◆ Given task
Put the lines below into a numbered list, leaving out any blank lines.

◆ Provided data
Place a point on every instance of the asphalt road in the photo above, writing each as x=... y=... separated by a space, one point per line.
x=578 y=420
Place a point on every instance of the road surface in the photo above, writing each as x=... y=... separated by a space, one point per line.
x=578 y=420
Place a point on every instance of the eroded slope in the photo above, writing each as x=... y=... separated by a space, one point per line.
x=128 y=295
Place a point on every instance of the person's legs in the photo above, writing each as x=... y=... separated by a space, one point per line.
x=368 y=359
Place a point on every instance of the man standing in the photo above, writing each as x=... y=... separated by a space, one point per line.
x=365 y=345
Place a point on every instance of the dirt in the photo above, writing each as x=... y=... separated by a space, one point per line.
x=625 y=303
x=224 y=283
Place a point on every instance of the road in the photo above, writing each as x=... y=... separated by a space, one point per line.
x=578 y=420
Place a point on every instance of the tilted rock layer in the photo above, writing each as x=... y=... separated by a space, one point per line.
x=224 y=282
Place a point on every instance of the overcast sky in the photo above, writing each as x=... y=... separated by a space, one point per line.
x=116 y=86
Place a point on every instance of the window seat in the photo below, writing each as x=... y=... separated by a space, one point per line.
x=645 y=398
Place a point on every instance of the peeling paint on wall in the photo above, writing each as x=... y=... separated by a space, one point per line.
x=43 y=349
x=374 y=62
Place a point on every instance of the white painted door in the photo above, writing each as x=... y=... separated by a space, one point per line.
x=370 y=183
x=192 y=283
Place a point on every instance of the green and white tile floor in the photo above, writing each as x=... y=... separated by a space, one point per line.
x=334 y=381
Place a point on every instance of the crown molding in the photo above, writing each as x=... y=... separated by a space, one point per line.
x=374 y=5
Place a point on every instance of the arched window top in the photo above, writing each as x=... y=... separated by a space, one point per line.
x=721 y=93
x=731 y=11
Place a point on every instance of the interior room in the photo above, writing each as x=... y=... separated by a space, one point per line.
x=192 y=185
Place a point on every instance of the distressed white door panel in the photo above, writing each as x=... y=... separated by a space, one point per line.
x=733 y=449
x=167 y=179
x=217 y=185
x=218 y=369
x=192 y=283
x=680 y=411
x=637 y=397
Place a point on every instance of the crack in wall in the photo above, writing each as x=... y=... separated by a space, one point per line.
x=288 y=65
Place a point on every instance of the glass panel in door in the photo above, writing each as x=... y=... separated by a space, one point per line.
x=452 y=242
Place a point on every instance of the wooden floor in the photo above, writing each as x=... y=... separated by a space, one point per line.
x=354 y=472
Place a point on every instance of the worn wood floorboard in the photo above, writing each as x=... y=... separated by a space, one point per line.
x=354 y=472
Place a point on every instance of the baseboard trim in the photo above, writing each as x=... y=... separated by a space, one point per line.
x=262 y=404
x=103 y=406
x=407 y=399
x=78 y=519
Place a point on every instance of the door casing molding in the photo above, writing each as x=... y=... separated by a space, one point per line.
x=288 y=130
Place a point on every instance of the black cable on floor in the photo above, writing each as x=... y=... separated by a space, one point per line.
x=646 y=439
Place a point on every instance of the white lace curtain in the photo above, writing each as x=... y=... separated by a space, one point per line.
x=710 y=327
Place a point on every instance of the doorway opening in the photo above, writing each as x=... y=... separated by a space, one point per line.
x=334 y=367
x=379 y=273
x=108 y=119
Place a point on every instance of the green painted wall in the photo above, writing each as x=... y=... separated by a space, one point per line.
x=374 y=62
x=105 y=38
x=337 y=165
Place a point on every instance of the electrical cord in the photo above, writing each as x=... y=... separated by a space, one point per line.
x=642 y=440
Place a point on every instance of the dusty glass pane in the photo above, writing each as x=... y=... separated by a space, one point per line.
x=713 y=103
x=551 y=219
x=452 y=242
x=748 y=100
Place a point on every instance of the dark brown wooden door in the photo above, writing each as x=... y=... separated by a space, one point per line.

◆ In response
1. Place a point on every instance of the asphalt road in the photo above, writing each as x=... y=... separated by a space, one point per line.
2. x=578 y=420
3. Place a point on every instance of the road surface in the photo above, writing each as x=... y=... separated by a space, one point per line.
4. x=578 y=420
5. Place a point on every instance of the eroded slope in the photo above, writing each as x=... y=... separated by a space, one point per line.
6. x=128 y=295
7. Place a point on every instance of the person's legs in the photo above, writing each as x=... y=... separated by a space, one point per line.
8. x=368 y=359
9. Place a point on every instance of the man standing in the photo above, writing each as x=... y=... separated by a space, one point per line.
10. x=365 y=345
11. Place a point on every instance of the dirt in the photo above, writing each as x=... y=... separated by a space, one point per line.
12. x=625 y=303
13. x=224 y=283
14. Place a point on every instance of the road in the photo above, writing each as x=... y=... separated by a space, one point per line.
15. x=578 y=420
16. Place a point on every instance of the tilted rock layer in the photo above, writing each as x=... y=... separated by a space, one point per line.
17. x=224 y=282
18. Place a point on every instance of the overcast sky in the photo above, writing each as x=... y=... separated by a space, one point per line.
19. x=116 y=86
20. Place a point on every instance of the window seat in the photo below, writing each as x=... y=... separated by a space, one point per line.
21. x=645 y=398
22. Place a point on every instance of the peeling paint on wall in the photo above, writing each as x=... y=... separated by a space, one point per line.
23. x=43 y=349
24. x=374 y=62
25. Place a point on every instance of the white painted door in the photo above, writing each as x=... y=... separated by a space, one point per line.
26. x=370 y=183
27. x=192 y=283
28. Place a point on every instance of the green and white tile floor in the photo above, writing each as x=... y=... separated by a space, one point per line.
29. x=334 y=381
30. Place a point on every instance of the crown molding in the photo above, writing each as x=... y=... separated by a space, one point per line.
31. x=374 y=5
32. Place a point on every instance of the arched window top in the photo above, writing each as x=... y=... separated by a space, one point per line.
33. x=721 y=93
34. x=731 y=11
35. Place a point on every instance of the interior room in the photo above, writing each as x=... y=... separated by a space, one point per line.
36. x=192 y=185
37. Place a point on every instance of the distressed white door panel in the photo above, writing each as x=... y=... separated by a space, one point per line.
38. x=733 y=449
39. x=167 y=179
40. x=217 y=185
41. x=218 y=369
42. x=192 y=283
43. x=680 y=411
44. x=637 y=397
45. Place a point on every instance of the crack in wall in the photo above, writing each as x=... y=... separated by a space, one point per line.
46. x=288 y=65
47. Place a point on every instance of the glass panel in door in the photo above, writing each as x=... y=... separated by a space, one point per line.
48. x=452 y=242
49. Place a point on every instance of the wooden floor in the photo above, writing each as x=... y=... separated by a space, one point per line.
50. x=354 y=472
51. Place a point on every instance of the worn wood floorboard in the photo above, writing each as x=... y=... separated by a space, one point per line.
52. x=354 y=472
53. Place a point on every instance of the baseboard trim in the photo above, writing each as x=... y=... separated by a space, one point per line.
54. x=262 y=404
55. x=103 y=406
56. x=407 y=399
57. x=78 y=519
58. Place a point on every instance of the door casing molding in the photo above, writing each as x=... y=... separated by a space, one point per line.
59. x=288 y=130
60. Place a point on every instance of the black cable on floor in the photo above, writing each as x=... y=... separated by a space, one point per line.
61. x=646 y=439
62. Place a point on every instance of the white lace curtain in the photo above, writing each as x=... y=... separated by a space, one point per line.
63. x=710 y=327
64. Place a point on every instance of the doorway opening in the photo above, writing each as x=... y=... separated by a space, one point per line.
65. x=334 y=367
66. x=379 y=273
67. x=108 y=119
68. Place a point on every instance of the green painted wall in the photo above, writing each as x=... y=... separated by a space, one point per line.
69. x=374 y=62
70. x=105 y=38
71. x=337 y=165
72. Place a point on every instance of the electrical cord in the photo above, writing each as x=... y=... separated by a space, one point per line.
73. x=642 y=440
74. Place a point on every instance of the dusty glass pane in the photo above, writing each as x=... y=... separated by a space, one point per line.
75. x=713 y=103
76. x=551 y=219
77. x=452 y=242
78. x=748 y=100
79. Place a point on every instance of the dark brown wooden door in the photo above, writing each as x=... y=... separated by a space, one point per line.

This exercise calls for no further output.